The hydrogen bond (HB) has been probably the most non-covalent interaction used in the design of anion receptors in the last two decades in which amides [5], ureas [6], pyrroles [7] or imidazole [8,9] among others have been uses as hydrogen donors as anion binding sites.

The use of the halogen bonding (XB) interaction as an alternative to the hydrogen bonding in the design of new anion receptors has emerged strongly in the last years. Halogen bonding is a noncovalent bonding interaction between halogen atoms that function as electrophilic centers (Lewis acids) and neutral or anionic Lewis bases [10]. Theoretical calculations indicate that the origin of this attraction arises from the positive electrostatic potential located at the terminus of the R–X axis (σ hole), thus resulting in a strongly linear geometry that maximizes the interface of opposite charges [11]. Although a number of solid state examples and theoretical studies revealed the potential of halogen bonding interactions for anion recognition, only very recently has it been exploited in solution phase. Practically all the halogen bonding receptors for anion described in the literature use halogen bonding binding sites solely to bind anions. Despite that the combination of two or more different non-covalent interactions in the same receptors is becoming an emerging strategy in the design of new anion receptors [12], only a few examples use the halogen bonding interaction in combination with others in the anion recognition process [13,14,15,16,17,18,19,20,21,22,23].

Dataset content
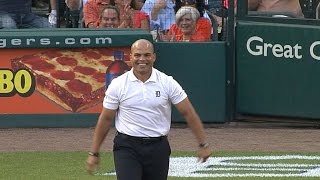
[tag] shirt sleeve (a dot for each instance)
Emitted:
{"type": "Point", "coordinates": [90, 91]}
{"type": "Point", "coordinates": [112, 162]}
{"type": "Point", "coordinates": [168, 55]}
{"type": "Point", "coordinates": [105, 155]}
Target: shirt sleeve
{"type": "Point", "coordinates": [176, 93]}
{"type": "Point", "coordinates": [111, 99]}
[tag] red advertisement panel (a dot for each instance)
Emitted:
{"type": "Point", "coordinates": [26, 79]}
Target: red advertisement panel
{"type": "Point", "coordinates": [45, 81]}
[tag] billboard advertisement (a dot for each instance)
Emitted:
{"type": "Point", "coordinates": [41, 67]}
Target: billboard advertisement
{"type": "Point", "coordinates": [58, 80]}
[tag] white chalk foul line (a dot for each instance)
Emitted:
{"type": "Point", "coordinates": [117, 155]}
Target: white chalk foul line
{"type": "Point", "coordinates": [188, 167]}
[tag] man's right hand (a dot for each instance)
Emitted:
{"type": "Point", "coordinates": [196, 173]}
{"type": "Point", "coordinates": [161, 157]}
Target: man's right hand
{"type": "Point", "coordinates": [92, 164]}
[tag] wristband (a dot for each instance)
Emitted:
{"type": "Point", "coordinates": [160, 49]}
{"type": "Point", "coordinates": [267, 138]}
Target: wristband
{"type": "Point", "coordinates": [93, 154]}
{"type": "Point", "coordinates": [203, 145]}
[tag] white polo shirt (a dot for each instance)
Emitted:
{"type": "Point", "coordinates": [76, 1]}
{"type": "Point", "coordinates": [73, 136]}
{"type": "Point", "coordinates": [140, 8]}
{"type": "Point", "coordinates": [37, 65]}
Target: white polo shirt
...
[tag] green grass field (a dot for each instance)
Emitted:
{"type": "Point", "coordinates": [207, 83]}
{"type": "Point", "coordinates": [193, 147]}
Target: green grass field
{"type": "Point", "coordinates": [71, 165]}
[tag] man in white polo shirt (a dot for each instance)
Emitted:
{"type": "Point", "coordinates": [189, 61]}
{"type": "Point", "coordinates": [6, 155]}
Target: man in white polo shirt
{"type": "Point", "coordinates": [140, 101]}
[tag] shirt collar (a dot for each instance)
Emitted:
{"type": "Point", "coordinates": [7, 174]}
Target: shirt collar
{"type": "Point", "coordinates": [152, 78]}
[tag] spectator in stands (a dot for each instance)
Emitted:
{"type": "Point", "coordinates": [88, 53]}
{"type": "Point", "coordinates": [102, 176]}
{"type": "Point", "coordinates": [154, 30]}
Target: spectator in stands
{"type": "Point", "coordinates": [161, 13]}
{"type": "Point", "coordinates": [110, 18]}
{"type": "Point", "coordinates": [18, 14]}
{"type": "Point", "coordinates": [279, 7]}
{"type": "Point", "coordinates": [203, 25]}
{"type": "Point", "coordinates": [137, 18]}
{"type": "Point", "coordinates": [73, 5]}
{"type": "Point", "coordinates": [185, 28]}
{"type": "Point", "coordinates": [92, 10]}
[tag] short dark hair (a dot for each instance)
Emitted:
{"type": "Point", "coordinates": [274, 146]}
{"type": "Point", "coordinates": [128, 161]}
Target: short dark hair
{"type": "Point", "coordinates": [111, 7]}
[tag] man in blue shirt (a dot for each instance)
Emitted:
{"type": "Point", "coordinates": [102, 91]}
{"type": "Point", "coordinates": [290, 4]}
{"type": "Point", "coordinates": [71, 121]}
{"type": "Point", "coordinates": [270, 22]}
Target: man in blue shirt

Objective 1
In the halogen bonding passage, what do theoretical calculations give as the origin of the halogen bonding attraction?
Objective 2
Quote the halogen bonding passage from "The hydrogen bond (HB)" to "anion binding sites.".
Objective 3
Extend the halogen bonding passage from the point where it stops.
The records have nothing to do with the halogen bonding passage.

Final answer 1
A positive electrostatic potential at the terminus of the R–X axis (the σ hole).

Final answer 2
The hydrogen bond (HB) has been probably the most non-covalent interaction used in the design of anion receptors in the last two decades in which amides [5], ureas [6], pyrroles [7] or imidazole [8,9] among others have been uses as hydrogen donors as anion binding sites.

Final answer 3
Recently, we have reported the synthesis and the anion sensing properties of two-armed charge-assisted ditopic imidazolium and haloimidazolium bidentade receptors which recognize anions by hydrogen or halogen bonding interaction, respectively [24]. Taking into account the important differences found in the sensing behavior between these two receptors, we decided to perform the synthesis and study of a new charge-assisted bidentade receptor containing both halogen and hydrogen bonding sites by incorporation in its structure of one haloimidazolium, halogen bonding binding site, and one imidazolium, hydrogen bonding binding site, which could act through the cooperative and simultaneous action of halogen bonds and hydrogen bonds during the anion recognition event. The receptor also incorporates two end-caped photoactive anthracene rings as fluorescent signaling units into this host framework (Figure 1).

2. Results and Discussion

2.1. Synthesis

The novel bis-imidazolium receptor 5²⁺·2PF₆⁻ was prepared with a 31% overall yield by a stepwise procedure that involved the alkylation of 1-((anthracen-9-yl)methyl)-4,5-dimethyl-1H-imidazole 2 with 2,7-bis(bromomethyl)naphthalene 1, providing the intermediate 3⁺·Br⁻ (63% yield), which was reacted with 1-((anthracen-9-yl)methyl)-2-bromo-4,5-dimethyl-1H-imidazole 4, yielding the receptor as bromide salt in moderate yield (25%). Anion exchange with the corresponding hexafluorophosphate salt was achieved on addition of aqueous NH₄PF₆. The compounds 2 and 4 were synthesized by alkylation of 4,5-dimethyl-1H-imidazole [25] and 2-bromo-4,5-dimetil-1H-imidazol [26] with 9-(bromomethyl)anthracene, respectively (Scheme 1).

2.2. Anion Binding Studies

The binding and sensing ability of the receptor 5²⁺·2PF₆⁻ toward several anions (F⁻, Cl⁻, Br⁻, I⁻, SO₄²⁻, HSO₄⁻, PhCOO⁻, ClO₄⁻, HP₂O₇³⁻, AcO⁻, NO₃⁻ and H₂PO₄⁻) as tetrabutylammonium salts were investigated by spectroscopic measurements and ¹H-NMR spectroscopy.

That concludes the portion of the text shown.